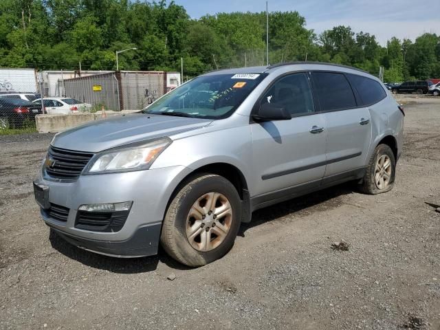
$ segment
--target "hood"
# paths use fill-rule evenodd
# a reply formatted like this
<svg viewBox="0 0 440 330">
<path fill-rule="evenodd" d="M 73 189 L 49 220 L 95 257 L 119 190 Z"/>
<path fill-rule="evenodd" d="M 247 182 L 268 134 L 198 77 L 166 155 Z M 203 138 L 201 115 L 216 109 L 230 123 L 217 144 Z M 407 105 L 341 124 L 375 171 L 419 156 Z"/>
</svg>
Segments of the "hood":
<svg viewBox="0 0 440 330">
<path fill-rule="evenodd" d="M 97 153 L 131 142 L 171 138 L 173 134 L 199 129 L 212 121 L 145 113 L 118 116 L 59 133 L 52 144 L 57 148 Z"/>
</svg>

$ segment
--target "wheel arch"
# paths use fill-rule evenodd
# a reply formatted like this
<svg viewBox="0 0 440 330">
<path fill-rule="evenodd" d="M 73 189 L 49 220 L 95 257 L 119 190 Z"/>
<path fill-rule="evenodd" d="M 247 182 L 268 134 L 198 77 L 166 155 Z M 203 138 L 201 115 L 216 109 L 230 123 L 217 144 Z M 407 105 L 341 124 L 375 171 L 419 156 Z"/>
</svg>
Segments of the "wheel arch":
<svg viewBox="0 0 440 330">
<path fill-rule="evenodd" d="M 167 202 L 165 212 L 166 212 L 170 204 L 179 191 L 188 182 L 192 181 L 195 177 L 202 173 L 216 174 L 225 177 L 235 187 L 241 200 L 241 222 L 250 221 L 250 197 L 248 190 L 248 181 L 243 172 L 236 166 L 228 162 L 218 162 L 199 165 L 198 167 L 192 166 L 191 169 L 192 170 L 181 179 L 174 188 Z M 165 214 L 164 214 L 164 216 Z"/>
<path fill-rule="evenodd" d="M 386 144 L 393 151 L 393 153 L 394 154 L 394 159 L 397 161 L 397 155 L 399 155 L 399 149 L 397 147 L 397 140 L 393 135 L 386 135 L 382 138 L 379 142 L 376 144 L 377 146 L 379 144 Z"/>
</svg>

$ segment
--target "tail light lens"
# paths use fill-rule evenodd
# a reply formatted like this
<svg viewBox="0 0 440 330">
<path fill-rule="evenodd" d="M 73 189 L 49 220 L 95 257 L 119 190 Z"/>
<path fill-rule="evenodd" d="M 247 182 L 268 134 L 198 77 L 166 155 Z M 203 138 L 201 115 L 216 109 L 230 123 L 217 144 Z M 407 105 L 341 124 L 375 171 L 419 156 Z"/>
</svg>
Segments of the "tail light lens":
<svg viewBox="0 0 440 330">
<path fill-rule="evenodd" d="M 400 110 L 400 112 L 402 112 L 402 114 L 404 115 L 404 117 L 405 111 L 404 111 L 404 107 L 402 105 L 399 105 L 397 106 L 397 107 L 399 108 L 399 110 Z"/>
<path fill-rule="evenodd" d="M 29 113 L 29 109 L 19 107 L 18 108 L 15 108 L 14 109 L 14 112 L 16 112 L 17 113 Z"/>
</svg>

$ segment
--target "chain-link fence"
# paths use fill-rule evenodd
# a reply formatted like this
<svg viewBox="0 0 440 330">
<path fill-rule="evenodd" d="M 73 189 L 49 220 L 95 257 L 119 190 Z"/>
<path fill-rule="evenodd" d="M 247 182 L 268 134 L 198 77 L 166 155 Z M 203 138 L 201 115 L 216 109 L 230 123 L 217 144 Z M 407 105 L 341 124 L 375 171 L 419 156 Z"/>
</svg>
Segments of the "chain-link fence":
<svg viewBox="0 0 440 330">
<path fill-rule="evenodd" d="M 114 73 L 58 80 L 64 96 L 90 104 L 90 109 L 120 110 L 120 84 Z M 89 110 L 90 110 L 89 109 Z"/>
<path fill-rule="evenodd" d="M 35 127 L 37 114 L 142 109 L 180 82 L 163 71 L 0 69 L 0 129 Z"/>
<path fill-rule="evenodd" d="M 176 73 L 121 71 L 60 80 L 58 85 L 65 96 L 89 104 L 92 109 L 119 111 L 143 109 L 179 83 Z"/>
<path fill-rule="evenodd" d="M 0 133 L 35 127 L 43 113 L 39 84 L 34 69 L 0 69 Z"/>
</svg>

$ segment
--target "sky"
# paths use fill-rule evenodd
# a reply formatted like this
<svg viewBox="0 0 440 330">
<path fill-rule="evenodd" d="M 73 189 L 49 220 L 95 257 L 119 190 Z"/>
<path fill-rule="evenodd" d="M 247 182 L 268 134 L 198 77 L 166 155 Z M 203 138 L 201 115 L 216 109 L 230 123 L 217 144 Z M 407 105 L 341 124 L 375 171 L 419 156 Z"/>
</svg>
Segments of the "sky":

## What the exercise asks
How many lines in the material above contain the word "target"? Reply with the number alone.

## Task solution
5